# Short exercise
Render the lines below as a numbered list, starting at the line that contains "Warehouse pick-planner input: mark the dark mountain" and running through the last line, both ends included. Leave out any blank lines.

START Data excerpts

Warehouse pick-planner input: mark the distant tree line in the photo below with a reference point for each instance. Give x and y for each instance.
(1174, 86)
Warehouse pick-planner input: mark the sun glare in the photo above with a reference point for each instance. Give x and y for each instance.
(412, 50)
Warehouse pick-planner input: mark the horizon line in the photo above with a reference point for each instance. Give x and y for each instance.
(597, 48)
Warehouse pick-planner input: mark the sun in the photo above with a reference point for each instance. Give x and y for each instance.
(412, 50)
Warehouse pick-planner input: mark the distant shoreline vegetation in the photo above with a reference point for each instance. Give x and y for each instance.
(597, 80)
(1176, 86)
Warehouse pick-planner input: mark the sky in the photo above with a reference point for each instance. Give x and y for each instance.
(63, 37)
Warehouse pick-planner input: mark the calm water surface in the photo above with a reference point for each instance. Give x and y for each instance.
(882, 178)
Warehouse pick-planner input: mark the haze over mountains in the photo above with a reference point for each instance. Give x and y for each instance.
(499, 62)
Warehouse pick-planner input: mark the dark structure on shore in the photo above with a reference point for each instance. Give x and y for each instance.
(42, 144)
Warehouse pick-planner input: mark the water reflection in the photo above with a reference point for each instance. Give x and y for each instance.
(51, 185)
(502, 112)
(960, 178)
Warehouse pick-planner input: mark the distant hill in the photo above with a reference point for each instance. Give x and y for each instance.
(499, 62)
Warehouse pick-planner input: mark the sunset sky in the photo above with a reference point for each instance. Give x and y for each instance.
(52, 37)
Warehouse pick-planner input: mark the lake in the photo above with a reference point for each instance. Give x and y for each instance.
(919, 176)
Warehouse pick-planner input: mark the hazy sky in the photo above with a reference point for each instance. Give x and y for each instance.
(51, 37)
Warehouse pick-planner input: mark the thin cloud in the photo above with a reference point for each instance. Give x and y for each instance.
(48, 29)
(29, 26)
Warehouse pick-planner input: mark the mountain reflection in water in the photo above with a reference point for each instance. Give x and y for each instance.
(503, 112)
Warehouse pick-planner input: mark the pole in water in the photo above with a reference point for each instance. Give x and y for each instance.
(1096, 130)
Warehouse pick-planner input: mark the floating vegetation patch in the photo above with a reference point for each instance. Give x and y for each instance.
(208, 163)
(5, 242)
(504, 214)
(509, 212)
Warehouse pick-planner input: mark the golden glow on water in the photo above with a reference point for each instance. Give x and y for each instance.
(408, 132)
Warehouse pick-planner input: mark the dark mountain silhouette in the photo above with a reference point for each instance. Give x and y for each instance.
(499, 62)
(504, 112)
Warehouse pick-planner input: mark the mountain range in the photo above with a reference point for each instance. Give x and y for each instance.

END Data excerpts

# Answer to the problem
1. Warehouse pick-planner input: mark the dark mountain silhouette in the photo above with a reference point for each instance. Give x and y for each instance.
2. (499, 62)
3. (504, 112)
4. Warehouse pick-planner input: mark the mountain range in the photo above with a reference point for each instance. Give x and y for each instance.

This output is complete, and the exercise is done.